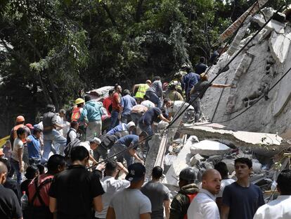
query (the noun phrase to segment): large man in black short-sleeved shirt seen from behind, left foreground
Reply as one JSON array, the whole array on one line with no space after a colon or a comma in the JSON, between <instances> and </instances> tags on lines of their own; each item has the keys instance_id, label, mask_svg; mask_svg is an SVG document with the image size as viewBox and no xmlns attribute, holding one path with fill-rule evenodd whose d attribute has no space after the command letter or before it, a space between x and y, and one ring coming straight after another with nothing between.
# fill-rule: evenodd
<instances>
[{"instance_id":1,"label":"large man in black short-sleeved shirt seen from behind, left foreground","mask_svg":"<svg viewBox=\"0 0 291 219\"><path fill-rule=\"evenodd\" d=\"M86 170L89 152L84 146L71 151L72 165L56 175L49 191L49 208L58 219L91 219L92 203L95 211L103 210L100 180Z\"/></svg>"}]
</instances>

■ Work task: In your copy, please omit the pictures and print every line of the records exactly.

■ Written response:
query (the noun phrase to segment): large man in black short-sleeved shirt seen from behind, left foreground
Reply as one JSON array, the whole array on one line with no space after a colon or a comma in the JSON, between <instances> and </instances> tags on lines of their own; each item has the keys instance_id, label, mask_svg; mask_svg is an SVG document with the image size as viewBox and no xmlns attribute, holding one path with fill-rule evenodd whose d attribute has no space after the command letter or before it, a space between x and y, and one ring coming straight after another with nothing between.
# fill-rule: evenodd
<instances>
[{"instance_id":1,"label":"large man in black short-sleeved shirt seen from behind, left foreground","mask_svg":"<svg viewBox=\"0 0 291 219\"><path fill-rule=\"evenodd\" d=\"M86 170L89 152L84 146L71 151L72 165L56 175L49 191L49 208L58 219L91 219L92 203L95 211L103 210L100 180Z\"/></svg>"}]
</instances>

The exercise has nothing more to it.